### TASK OBJECTIVE
This exercise calls for an exact copy of the listing below.
####
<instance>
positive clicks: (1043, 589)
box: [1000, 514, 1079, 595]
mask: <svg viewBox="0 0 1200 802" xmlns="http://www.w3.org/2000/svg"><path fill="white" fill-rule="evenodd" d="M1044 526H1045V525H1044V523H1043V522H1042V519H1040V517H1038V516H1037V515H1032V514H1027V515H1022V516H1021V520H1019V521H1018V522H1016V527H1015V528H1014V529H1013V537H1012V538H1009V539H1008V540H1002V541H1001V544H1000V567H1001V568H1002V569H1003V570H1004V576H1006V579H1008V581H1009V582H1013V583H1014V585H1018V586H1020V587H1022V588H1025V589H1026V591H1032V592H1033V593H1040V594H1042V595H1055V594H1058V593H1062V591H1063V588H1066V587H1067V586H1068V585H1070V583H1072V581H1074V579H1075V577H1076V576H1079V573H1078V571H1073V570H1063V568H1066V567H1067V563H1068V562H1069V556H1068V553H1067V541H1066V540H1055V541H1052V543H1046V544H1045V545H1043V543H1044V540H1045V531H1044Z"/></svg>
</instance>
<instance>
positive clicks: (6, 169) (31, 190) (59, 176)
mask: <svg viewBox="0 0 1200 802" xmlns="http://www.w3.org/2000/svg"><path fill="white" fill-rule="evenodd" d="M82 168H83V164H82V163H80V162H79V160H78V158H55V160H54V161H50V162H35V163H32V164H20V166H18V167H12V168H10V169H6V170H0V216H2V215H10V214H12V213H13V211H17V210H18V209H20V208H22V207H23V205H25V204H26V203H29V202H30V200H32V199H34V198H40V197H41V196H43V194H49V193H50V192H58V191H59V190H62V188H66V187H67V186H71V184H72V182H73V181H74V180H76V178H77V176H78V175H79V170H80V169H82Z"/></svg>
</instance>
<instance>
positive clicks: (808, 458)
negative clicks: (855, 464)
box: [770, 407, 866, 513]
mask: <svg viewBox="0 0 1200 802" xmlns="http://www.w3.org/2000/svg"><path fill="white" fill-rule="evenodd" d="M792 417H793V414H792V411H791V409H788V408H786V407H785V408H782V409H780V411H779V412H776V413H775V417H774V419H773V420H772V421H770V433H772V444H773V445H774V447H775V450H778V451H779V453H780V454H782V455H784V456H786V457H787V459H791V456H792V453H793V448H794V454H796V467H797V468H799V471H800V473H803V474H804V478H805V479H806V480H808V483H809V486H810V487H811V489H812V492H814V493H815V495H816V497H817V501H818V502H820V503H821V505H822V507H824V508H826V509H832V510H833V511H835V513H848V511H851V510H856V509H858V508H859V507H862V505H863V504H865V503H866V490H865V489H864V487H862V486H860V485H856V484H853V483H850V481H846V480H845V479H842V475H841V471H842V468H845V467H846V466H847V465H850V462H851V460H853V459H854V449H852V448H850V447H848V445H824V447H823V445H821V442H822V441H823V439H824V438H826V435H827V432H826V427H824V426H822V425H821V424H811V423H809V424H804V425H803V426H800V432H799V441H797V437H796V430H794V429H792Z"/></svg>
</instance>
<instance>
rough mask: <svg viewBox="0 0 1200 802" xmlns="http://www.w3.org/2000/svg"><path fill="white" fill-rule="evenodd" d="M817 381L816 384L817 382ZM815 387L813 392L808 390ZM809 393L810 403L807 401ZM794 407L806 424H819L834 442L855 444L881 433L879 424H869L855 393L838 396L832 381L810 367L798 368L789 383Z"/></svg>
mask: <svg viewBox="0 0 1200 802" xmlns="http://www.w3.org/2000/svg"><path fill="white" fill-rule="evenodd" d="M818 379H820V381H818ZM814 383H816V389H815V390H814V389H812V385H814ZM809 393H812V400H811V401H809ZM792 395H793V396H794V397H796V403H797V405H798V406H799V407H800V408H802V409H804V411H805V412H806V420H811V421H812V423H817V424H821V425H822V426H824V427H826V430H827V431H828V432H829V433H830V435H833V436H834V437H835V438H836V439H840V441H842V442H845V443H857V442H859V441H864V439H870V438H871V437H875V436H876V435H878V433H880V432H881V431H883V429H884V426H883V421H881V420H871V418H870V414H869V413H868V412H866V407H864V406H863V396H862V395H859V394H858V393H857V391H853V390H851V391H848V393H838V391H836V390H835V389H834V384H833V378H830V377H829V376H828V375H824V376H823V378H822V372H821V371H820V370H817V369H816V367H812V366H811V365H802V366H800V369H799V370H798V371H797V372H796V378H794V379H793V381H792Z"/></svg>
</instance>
####
### EXERCISE SOLUTION
<instance>
positive clicks: (1043, 589)
box: [1000, 514, 1079, 595]
mask: <svg viewBox="0 0 1200 802" xmlns="http://www.w3.org/2000/svg"><path fill="white" fill-rule="evenodd" d="M1044 526H1045V525H1044V523H1043V522H1042V519H1040V517H1038V516H1037V515H1032V514H1027V515H1022V516H1021V520H1019V521H1018V522H1016V527H1015V528H1014V529H1013V537H1012V538H1009V539H1008V540H1002V541H1001V544H1000V567H1001V568H1002V569H1003V570H1004V576H1006V579H1008V581H1009V582H1013V583H1014V585H1018V586H1020V587H1022V588H1025V589H1026V591H1032V592H1033V593H1040V594H1042V595H1055V594H1058V593H1062V591H1063V588H1066V587H1067V586H1068V585H1070V583H1072V581H1074V579H1075V577H1076V576H1079V573H1078V571H1073V570H1063V568H1066V567H1067V563H1068V562H1069V556H1068V553H1067V541H1066V540H1055V541H1052V543H1046V544H1045V545H1043V543H1044V540H1045V531H1044Z"/></svg>
</instance>
<instance>
positive clicks: (6, 169) (31, 190) (59, 176)
mask: <svg viewBox="0 0 1200 802" xmlns="http://www.w3.org/2000/svg"><path fill="white" fill-rule="evenodd" d="M82 168H83V164H82V163H80V162H79V160H78V158H55V160H54V161H50V162H35V163H32V164H20V166H18V167H12V168H10V169H6V170H0V216H2V215H10V214H12V213H13V211H17V210H18V209H20V208H22V207H23V205H25V204H26V203H29V202H30V200H32V199H34V198H40V197H41V196H43V194H49V193H50V192H58V191H59V190H62V188H66V187H67V186H71V184H72V182H73V181H74V180H76V178H77V176H78V175H79V170H80V169H82Z"/></svg>
</instance>
<instance>
positive clicks: (808, 458)
negative clicks: (855, 464)
box: [770, 407, 866, 513]
mask: <svg viewBox="0 0 1200 802" xmlns="http://www.w3.org/2000/svg"><path fill="white" fill-rule="evenodd" d="M792 417H793V414H792V411H791V409H788V408H786V407H785V408H782V409H780V411H779V412H776V413H775V417H774V419H773V420H772V421H770V433H772V444H773V445H774V447H775V450H778V451H779V453H780V454H782V455H784V456H786V457H787V459H791V456H792V453H793V448H794V454H796V467H797V468H799V471H800V473H803V474H804V478H805V479H806V480H808V483H809V486H810V487H811V489H812V492H814V493H815V495H816V497H817V501H818V502H820V503H821V505H822V507H824V508H826V509H832V510H833V511H835V513H848V511H851V510H856V509H858V508H859V507H862V505H863V504H865V503H866V490H865V489H864V487H862V486H860V485H856V484H853V483H850V481H846V480H845V479H842V475H841V471H842V468H845V467H846V466H847V465H850V462H851V460H853V459H854V449H852V448H850V447H848V445H824V447H823V445H821V442H822V441H823V439H824V438H826V435H827V432H826V427H824V426H822V425H821V424H811V423H809V424H804V425H803V426H800V432H799V441H797V437H796V430H794V429H792Z"/></svg>
</instance>
<instance>
rough mask: <svg viewBox="0 0 1200 802" xmlns="http://www.w3.org/2000/svg"><path fill="white" fill-rule="evenodd" d="M817 381L816 384L817 382ZM815 387L813 392L808 390ZM809 393L810 403L807 401ZM794 407L806 424H819L834 442L855 444L881 433L879 424H869L855 393L838 396L832 381L810 367L798 368L789 383Z"/></svg>
mask: <svg viewBox="0 0 1200 802" xmlns="http://www.w3.org/2000/svg"><path fill="white" fill-rule="evenodd" d="M818 379H820V381H818ZM814 383H816V389H815V390H814V389H812V385H814ZM809 393H812V400H811V401H809ZM792 395H793V396H794V397H796V403H797V405H798V406H799V407H800V408H802V409H804V411H805V412H806V420H811V421H812V423H817V424H821V425H822V426H824V427H826V430H827V431H828V432H829V433H830V435H833V436H834V437H835V438H836V439H840V441H842V442H845V443H857V442H859V441H864V439H870V438H871V437H875V436H876V435H878V433H880V432H881V431H883V429H884V426H883V421H881V420H871V418H870V414H869V413H868V412H866V407H864V406H863V396H862V395H859V394H858V393H857V391H853V390H851V391H848V393H838V391H836V390H835V389H834V384H833V378H830V377H829V376H828V375H824V376H823V378H822V372H821V371H820V370H817V369H816V367H812V366H811V365H802V366H800V369H799V370H798V371H797V372H796V378H794V379H793V381H792Z"/></svg>
</instance>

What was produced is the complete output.